Consignes:
1. Dans le texte sur Le Règne du jour, recopiez le passage qui va de « Alexis Tremblay, le » jusqu'à « l’Océan, le Québec. » inclus.
2. D'après le texte sur Le Règne du jour, où se trouve la ferme des premiers Tremblay ?
3. Pour chacune des affirmations suivantes, indiquez si elle concorde avec le texte sur Le Règne du jour, en citant les mots qui le montrent.
(a) Les actes de naissance et de mariage suffisent à faire revivre l'histoire des Tremblay.
(b) Pierre est le premier des Tremblay à partir au Québec.
(c) Alexis accepte de se rendre en France sans la moindre hésitation.

Alexis Tremblay, le conteur de Pour la suite du monde, se rend en France sur la piste de ses ancêtres. Pierre Perrault le suit à Tourouvre, où se trouve la ferme des premiers Tremblay. Il filme Alexis, sa femme Marie, et Léopold qui découvrent le quotidien de ce petit coin de France et, de l’autre côté de l’Océan, le Québec.

Analyse et critique

La poésie est particulièrement prégnante dans Le Règne du jour. Le dispositif, très simple, met en parallèle la vie au Québec et celle de cette région du Perche où les Tremblay se rendent en pèlerinage. « Vu que c’est demandé par un Tremblay… et que c’est pour aller voir des Tremblay »… après quelques hésitations, Alexis accepte la proposition de se rendre en France pour rencontre leurs cousins du continent, remonter à la source de la famille et se faisant de l’histoire de l’Île-aux-coudres. Accompagné de sa femme Marie, de Léopold et de son épouse, les voici partis à la recherche du berceau des Tremblay. Ce passé passe d’abord par des traces écrites, actes de naissances, de mariages, éléments éparses de la vie de Pierre, le premier des Tremblay qui partira au Québec. Mais ces documents disent peu de choses sur l’histoire des Tremblay, ils manquent de vie, de sève. Alexis recherche des traces qui éveilleraient quelque chose : les ruines d’une ferme ayant appartenu aux premiers Tremblay, un champ qu’ils ont cultivé. Mais à leur contact, le passé ne s’incarne toujours pas. Il faut que la parole, de nouveau, investisse le film pour que la vie de nouveau déborde. C’est Grand Louis et Alexis, formidables conteurs. C’est une poésie qui naît des mots, des expressions, des accents : la pitoune ou le radoub là bas au Québec, « c’est pas de la charpette ! » ou une tance dans le Perche. Ces langues qui se répondent, ces mots qui se rencontrent créent cette rencontre à laquelle nous invite Perrault. Ce sont également des chansons, les unes québécoises sur le voyage en France, les autres françaises sur les cousins canadiens. Des paroles se croisent, des rythmes se répondent, des cultures se parlent au-delà des océans.

Données fournies:
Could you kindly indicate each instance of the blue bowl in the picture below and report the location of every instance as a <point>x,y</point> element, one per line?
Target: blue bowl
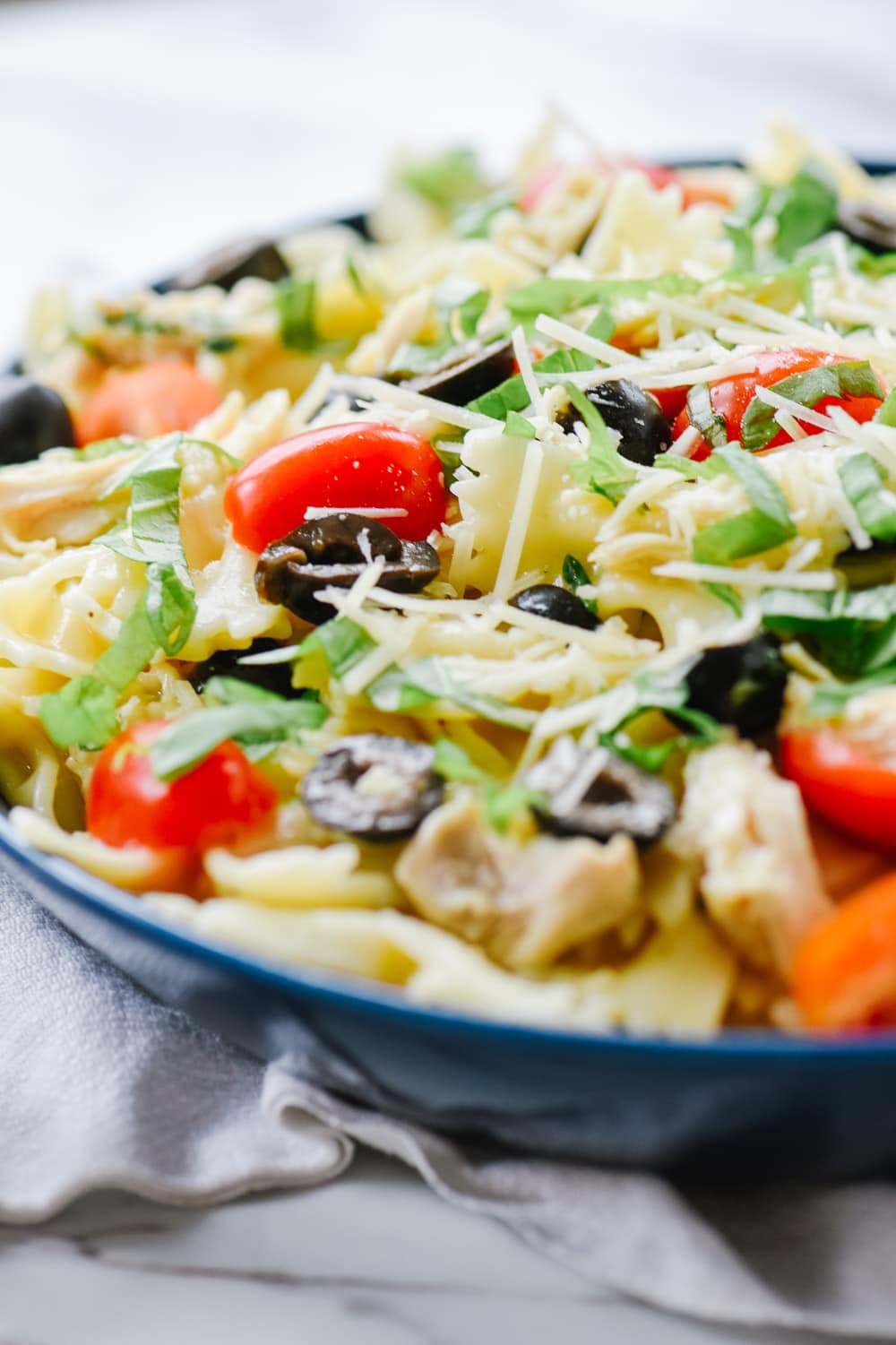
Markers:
<point>745,1105</point>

Corrigé:
1.
Alexis Tremblay, le conteur de Pour la suite du monde, se rend en France sur la piste de ses ancêtres. Pierre Perrault le suit à Tourouvre, où se trouve la ferme des premiers Tremblay. Il filme Alexis, sa femme Marie, et Léopold qui découvrent le quotidien de ce petit coin de France et, de l’autre côté de l’Océan, le Québec.

2. À Tourouvre.

3.
(a) Non : « ces documents disent peu de choses sur l’histoire des Tremblay, ils manquent de vie, de sève ».
(b) Oui : « Pierre, le premier des Tremblay qui partira au Québec ».
(c) Non : « après quelques hésitations, Alexis accepte la proposition ».